Examine Provider for LINQ2Umbraco
FEBRUARY 27 2011The last couple of months I have been fortunate enough to work on a couple of Umbraco projects, which involved using Examine for searching and in the latest project we are using a Lucene index for caching Umbraco Members. This works surprisingly well and the performance of using Examine as a posed to the standard Member API is without comparison. But performance wasn't the only gain, as we have to retrieve the members based on different properties, which we now can do with a simple search.
After having worked with members through Examine I started thinking about whether there was anything to gain by using Examine to store and retrieve Umbraco documents. There is no doubt that Examine is super fast, but storing a page with its properties would need some modifications: 1. When Examine is indexing content it uses standard Lucene Analyzers, and HTML is stripped from the content, which makes perfect sense in a search scenario, but not so much when using it as an Umbraco document store. 2. Everything isn't indexed by default when using Examine. A few standard properties are not being indexed, and others are being Analyzed by default. So first step is to create a custom indexer, which would enable storing a complete document with all its properties, which is not analyzed upon indexing. Creating a custom Examine indexer is fairly straight forward. Shannon and Aaron have really done a great job with the implementation of Examine, and extending/modifying/creating is possible in every way imaginable.
With storing sorted, retrieval is the next step and creating a provider for LINQ2Umbraco is an obvious choice - well, at least in my opinion. Who doesn't love strongly typed objects :) Again I have to give a shout-out to the black belt Ninja of the Aussie Umbraco Clan for creating a provider based LINQ2Umbraco implementation. After spending a couple of hours reading the source I started to create my own provider, which uses Examine for retrieving Umbraco documents instead of using the XML context like the standard implementation. I made the provider by creating an ExamineDataProvider which implements the abstract UmbracoDataProvider class, an ExamineAssociationTree which implements the abstract AssociationTree class and an ExamineTree which implements the abstract Tree class. I also made an ExamineDataContext, which implements the IUmbracoDataContext interface. Pretty straight forward, right. The hard part was figuring out how to replace the XML context lookups with Examine searches, but it actually worked out pretty good.

[Records from a data collection]
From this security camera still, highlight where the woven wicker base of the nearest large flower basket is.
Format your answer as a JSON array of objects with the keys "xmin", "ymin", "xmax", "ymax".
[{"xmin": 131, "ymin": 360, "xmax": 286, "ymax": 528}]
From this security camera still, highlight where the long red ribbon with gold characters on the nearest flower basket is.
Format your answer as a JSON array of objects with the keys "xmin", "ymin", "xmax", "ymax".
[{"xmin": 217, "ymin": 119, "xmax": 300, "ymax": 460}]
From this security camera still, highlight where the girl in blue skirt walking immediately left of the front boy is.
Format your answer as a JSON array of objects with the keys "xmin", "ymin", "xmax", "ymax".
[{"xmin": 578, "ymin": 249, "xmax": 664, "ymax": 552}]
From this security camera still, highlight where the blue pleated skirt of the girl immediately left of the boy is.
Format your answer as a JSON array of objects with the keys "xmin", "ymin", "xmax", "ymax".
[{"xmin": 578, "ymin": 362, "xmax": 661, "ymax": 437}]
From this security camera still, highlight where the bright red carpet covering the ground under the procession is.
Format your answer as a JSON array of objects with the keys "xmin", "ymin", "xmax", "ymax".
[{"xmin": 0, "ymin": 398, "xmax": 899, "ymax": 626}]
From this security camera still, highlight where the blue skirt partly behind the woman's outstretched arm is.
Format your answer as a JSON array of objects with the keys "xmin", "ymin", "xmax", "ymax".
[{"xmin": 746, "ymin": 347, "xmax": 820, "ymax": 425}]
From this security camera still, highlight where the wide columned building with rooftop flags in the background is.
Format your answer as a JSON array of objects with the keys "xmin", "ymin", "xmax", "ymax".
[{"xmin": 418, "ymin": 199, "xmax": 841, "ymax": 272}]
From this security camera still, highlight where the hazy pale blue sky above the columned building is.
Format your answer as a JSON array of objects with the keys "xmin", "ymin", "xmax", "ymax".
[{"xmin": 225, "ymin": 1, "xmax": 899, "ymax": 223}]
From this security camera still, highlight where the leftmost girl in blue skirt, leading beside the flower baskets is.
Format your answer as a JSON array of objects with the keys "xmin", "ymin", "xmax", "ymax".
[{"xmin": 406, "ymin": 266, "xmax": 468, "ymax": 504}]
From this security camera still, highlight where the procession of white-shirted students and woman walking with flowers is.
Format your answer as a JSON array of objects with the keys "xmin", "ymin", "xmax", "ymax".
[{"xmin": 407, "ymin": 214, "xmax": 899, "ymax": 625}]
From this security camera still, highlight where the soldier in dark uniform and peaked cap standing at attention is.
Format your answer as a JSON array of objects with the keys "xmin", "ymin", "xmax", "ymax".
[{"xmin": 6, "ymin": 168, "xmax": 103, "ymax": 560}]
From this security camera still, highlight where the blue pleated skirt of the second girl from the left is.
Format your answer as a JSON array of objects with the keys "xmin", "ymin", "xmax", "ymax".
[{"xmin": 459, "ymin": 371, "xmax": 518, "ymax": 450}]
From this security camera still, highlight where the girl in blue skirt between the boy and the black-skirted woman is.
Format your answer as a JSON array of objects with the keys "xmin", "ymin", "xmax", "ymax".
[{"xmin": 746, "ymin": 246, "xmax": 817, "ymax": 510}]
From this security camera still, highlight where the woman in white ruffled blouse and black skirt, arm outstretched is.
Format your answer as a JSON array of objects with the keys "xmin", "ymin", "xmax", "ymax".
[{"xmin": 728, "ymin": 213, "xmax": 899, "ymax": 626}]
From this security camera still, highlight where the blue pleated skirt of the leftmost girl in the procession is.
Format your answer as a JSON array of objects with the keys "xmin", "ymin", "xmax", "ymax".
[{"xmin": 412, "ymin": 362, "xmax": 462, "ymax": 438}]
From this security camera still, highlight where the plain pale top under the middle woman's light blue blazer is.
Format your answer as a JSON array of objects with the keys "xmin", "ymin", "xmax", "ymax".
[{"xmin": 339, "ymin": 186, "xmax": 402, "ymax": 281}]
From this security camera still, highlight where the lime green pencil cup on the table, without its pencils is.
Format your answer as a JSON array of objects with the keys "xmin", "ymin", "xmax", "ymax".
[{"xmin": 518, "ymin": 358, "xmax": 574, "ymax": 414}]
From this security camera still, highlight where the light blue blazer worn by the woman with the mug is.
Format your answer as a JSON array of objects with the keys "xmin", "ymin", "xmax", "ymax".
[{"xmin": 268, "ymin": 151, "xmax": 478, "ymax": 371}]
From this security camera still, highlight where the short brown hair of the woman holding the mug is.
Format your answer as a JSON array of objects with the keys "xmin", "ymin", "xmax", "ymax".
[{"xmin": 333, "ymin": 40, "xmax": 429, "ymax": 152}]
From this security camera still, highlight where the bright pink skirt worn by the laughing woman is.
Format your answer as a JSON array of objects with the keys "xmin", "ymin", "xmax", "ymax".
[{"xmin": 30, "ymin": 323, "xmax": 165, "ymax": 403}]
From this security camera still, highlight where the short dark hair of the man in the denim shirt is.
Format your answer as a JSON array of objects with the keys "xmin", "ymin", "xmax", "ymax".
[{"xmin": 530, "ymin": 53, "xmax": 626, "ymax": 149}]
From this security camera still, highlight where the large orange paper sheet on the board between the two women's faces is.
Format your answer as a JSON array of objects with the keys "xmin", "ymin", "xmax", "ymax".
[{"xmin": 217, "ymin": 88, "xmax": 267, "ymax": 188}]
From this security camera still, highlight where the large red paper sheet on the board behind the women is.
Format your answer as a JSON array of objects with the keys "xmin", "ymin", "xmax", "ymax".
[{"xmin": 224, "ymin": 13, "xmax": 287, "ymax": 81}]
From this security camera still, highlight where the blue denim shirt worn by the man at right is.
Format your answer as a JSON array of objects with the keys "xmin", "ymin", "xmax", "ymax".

Work order 1: In the Examine provider post, what does the latest project use for caching Umbraco Members?
Work order 2: Return the section of the Examine provider post starting at "Examine Provider for" and ending at "a simple search.".
Work order 3: Resume the Examine provider post from the point at which it stops.

Written answer 1: A Lucene index.

Written answer 2:
Examine Provider for LINQ2Umbraco
FEBRUARY 27 2011The last couple of months I have been fortunate enough to work on a couple of Umbraco projects, which involved using Examine for searching and in the latest project we are using a Lucene index for caching Umbraco Members. This works surprisingly well and the performance of using Examine as a posed to the standard Member API is without comparison. But performance wasn't the only gain, as we have to retrieve the members based on different properties, which we now can do with a simple search.

Written answer 3:
Because my initial intension was to create something that performed well, performance testing will be the final examination (no pun intended). In order to test performance of the Examine provider I created a number of test cases, which retrieves and handles data in different ways. For comparison I created the same tests using the LINQ2Umbraco provider. Each test case is run 15 times and the outcome is the average of these test runs.
The Umbraco setup is version 4.6.1 and .NET 4.0 with 7 different Document Types with the following structure:
Home (Number of nodes in Umbraco: 1) - EventOverview (Number of nodes in Umbraco: 1) -- EventType (Number of nodes in Umbraco: 5) --- Year (Number of nodes in Umbraco: 22) ---- Month (Number of nodes in Umbraco: 237) ----- Event (Number of nodes in Umbraco: 2.896) ------ EventSection (Number of nodes in Umbraco: 28.830)
I generated a number of nodes in Umbraco to test different scenarios using the above structure. The scenarios range from getting a specific node by id, get parent of a node, ancestors and traversing children of a node. All common tasks in my opinion, and I could probably have included a lot more.
1. Scenario - DataContext: The first scenario is not all that interesting as its just running a simple get from the DataContext of each provider, and as you can see from the numbers there is no significant difference between the two.
| Examine | LINQ2Umbraco |
| GetMonths: 00:00:00.0000506GetYears: 00:00:00.0000477 GetEvents: 00:00:00.0000466 GetVarious: 00:00:00.0001604 | GetMonths: 00:00:00.0000508GetYears: 00:00:00.0000472 GetEvents: 00:00:00.0000467 GetVarious: 00:00:00.0001605 |
Example: var months = _dataContext.Months; |
|
2. Scenario - Get Parent: In this test I get a specific node by id and lookup the parent with type.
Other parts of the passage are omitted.